━━━ Excerpted data ━━━

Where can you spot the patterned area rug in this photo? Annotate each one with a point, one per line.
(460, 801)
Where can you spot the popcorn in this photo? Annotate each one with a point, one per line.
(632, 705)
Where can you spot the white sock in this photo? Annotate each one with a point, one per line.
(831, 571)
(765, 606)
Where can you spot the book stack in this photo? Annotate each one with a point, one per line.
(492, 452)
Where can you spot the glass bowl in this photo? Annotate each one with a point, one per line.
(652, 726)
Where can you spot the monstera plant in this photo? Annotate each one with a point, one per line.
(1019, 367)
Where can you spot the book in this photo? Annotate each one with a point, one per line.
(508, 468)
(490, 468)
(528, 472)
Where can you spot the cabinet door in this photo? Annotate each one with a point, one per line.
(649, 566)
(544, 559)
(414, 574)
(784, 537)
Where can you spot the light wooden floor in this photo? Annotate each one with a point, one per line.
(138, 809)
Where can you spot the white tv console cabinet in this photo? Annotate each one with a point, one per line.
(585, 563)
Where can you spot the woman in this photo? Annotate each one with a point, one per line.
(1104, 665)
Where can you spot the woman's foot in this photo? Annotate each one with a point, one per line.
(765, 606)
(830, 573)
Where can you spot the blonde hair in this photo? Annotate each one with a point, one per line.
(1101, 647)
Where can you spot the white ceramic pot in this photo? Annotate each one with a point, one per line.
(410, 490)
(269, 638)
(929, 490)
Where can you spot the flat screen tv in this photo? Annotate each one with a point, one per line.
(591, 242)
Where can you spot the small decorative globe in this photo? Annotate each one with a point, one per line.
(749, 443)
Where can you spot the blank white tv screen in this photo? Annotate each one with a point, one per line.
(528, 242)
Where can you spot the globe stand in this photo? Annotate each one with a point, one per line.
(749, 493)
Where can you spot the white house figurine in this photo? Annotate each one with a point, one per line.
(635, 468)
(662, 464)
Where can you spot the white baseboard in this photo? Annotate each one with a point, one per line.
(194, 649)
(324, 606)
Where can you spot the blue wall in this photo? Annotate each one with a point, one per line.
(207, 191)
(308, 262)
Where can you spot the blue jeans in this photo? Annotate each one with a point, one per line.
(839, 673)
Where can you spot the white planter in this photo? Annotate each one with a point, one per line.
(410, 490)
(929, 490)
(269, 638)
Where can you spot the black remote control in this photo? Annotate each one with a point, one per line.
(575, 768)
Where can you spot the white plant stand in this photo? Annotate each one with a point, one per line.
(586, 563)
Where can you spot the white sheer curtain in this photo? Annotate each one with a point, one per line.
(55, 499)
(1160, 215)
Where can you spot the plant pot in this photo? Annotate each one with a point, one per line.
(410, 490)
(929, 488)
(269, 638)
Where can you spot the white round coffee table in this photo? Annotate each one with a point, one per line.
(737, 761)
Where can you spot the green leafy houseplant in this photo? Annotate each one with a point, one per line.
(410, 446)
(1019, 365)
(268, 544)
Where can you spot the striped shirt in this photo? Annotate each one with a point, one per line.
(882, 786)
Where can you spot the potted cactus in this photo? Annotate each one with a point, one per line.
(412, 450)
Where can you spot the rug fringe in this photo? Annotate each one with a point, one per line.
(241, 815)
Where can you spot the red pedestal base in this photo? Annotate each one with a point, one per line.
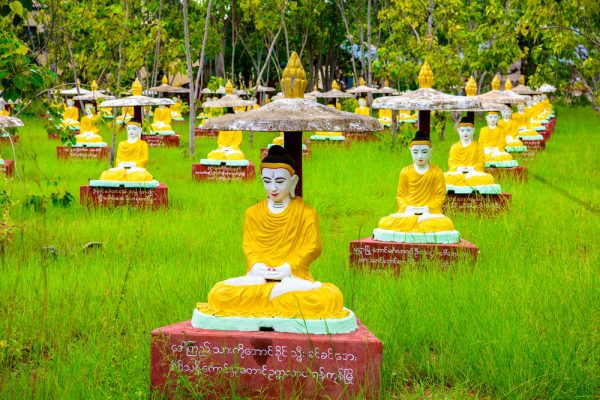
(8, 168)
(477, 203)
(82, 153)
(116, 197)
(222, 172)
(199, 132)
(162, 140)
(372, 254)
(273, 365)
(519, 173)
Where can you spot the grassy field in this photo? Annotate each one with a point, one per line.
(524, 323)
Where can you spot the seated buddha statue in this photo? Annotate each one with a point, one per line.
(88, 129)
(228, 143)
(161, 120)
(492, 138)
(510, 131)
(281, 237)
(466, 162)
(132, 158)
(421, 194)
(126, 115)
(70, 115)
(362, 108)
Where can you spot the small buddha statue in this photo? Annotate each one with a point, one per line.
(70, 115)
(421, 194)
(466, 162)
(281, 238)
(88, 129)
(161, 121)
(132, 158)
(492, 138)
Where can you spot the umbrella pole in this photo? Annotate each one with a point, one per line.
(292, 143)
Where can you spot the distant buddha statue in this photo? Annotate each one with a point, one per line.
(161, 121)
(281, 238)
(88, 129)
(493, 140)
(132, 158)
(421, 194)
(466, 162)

━━━
━━━ Excerpted data ━━━

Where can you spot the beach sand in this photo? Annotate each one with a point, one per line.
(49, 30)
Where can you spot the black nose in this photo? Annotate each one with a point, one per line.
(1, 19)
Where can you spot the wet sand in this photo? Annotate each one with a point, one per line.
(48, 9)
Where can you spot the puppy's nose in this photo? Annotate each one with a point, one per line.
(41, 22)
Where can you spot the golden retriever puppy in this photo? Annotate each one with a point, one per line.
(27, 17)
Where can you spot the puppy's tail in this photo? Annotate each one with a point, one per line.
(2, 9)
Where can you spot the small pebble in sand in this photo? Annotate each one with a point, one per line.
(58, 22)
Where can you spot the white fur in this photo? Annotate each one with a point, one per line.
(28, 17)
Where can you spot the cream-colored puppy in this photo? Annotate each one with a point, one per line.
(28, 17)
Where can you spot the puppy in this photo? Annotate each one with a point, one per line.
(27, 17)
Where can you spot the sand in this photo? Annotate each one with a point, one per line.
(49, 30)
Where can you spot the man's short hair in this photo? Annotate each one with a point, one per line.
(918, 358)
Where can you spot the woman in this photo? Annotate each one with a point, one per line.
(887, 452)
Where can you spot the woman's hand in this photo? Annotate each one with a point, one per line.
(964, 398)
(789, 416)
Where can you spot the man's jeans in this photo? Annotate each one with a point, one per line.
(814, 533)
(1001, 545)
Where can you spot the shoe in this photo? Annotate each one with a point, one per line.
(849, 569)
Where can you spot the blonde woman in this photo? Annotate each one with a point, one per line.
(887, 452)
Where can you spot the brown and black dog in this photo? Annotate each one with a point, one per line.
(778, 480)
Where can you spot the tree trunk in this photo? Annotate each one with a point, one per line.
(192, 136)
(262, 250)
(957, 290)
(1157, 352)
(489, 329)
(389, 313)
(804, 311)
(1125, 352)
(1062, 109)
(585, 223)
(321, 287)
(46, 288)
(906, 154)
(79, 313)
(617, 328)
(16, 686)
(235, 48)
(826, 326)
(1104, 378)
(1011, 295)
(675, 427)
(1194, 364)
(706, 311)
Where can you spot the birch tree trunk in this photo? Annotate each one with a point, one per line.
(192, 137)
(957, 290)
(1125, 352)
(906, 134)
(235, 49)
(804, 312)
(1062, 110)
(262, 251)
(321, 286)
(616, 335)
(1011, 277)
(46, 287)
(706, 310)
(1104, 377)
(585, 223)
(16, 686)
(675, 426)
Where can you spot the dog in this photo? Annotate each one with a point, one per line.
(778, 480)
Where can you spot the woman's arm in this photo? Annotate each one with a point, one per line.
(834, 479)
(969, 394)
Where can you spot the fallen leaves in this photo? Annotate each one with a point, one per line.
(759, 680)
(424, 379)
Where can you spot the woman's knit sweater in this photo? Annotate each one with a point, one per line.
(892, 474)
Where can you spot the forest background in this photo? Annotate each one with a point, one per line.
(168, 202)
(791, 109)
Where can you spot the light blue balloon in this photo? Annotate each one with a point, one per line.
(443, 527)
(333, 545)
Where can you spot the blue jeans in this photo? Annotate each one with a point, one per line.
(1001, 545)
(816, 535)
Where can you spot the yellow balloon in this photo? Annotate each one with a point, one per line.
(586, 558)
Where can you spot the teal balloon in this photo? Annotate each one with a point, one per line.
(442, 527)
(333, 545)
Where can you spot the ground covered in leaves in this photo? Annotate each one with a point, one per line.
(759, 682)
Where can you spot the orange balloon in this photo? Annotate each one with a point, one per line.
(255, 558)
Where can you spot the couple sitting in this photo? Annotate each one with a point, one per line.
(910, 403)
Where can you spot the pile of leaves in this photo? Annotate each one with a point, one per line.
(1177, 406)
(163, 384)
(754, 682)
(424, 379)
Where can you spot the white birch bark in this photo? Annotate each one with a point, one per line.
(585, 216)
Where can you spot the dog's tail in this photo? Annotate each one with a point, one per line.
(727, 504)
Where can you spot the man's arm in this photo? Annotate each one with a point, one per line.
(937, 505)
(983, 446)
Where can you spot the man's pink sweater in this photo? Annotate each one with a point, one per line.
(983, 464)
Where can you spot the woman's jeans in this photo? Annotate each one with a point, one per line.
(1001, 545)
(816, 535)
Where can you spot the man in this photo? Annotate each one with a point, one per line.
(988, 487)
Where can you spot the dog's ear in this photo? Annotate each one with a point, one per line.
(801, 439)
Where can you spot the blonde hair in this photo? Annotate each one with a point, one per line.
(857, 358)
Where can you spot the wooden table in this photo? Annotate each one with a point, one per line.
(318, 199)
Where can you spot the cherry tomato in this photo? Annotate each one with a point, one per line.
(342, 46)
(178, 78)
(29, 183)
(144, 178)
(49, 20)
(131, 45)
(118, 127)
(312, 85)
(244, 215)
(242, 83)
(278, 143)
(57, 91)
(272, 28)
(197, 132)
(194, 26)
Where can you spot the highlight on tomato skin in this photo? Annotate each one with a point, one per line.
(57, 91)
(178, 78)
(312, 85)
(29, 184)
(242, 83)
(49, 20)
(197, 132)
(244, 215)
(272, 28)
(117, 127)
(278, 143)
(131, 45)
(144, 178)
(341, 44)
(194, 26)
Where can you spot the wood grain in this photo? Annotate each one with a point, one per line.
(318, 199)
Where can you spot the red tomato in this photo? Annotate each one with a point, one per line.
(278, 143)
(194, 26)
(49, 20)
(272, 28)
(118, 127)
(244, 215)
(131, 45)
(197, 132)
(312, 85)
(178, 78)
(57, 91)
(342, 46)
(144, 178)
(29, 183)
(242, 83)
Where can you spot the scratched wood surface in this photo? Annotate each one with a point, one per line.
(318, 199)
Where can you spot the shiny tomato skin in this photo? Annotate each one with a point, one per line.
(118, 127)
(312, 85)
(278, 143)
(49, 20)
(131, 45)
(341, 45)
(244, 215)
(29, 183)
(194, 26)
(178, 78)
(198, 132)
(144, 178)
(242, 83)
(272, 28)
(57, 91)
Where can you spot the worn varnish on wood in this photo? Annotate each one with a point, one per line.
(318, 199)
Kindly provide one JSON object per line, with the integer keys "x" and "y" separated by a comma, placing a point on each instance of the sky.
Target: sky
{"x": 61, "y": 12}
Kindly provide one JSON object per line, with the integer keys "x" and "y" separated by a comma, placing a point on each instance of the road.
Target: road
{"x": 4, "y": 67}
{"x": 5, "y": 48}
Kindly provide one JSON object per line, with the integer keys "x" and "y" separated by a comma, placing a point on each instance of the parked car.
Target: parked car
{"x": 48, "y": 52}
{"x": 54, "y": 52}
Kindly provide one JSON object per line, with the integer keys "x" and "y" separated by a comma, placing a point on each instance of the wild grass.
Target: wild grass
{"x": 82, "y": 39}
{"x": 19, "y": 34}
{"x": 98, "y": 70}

━━━

What is being asked →
Search the data above for "instance" and copy every line where it turns up.

Response →
Kindly provide one JSON object per line, with the integer keys "x" and "y" separated by a comma, placing a point on each instance of the sky.
Kindly provide one JSON object per line, with the integer keys "x" and "y" separated by a comma, placing a point on each instance of the road.
Kindly provide one JSON object per line, with the integer keys "x" and "y" separated by a comma, placing a point on each instance of the parked car.
Kindly provide one JSON object per line, with the integer keys "x" and "y" separated by a comma, placing a point on each instance of the wild grass.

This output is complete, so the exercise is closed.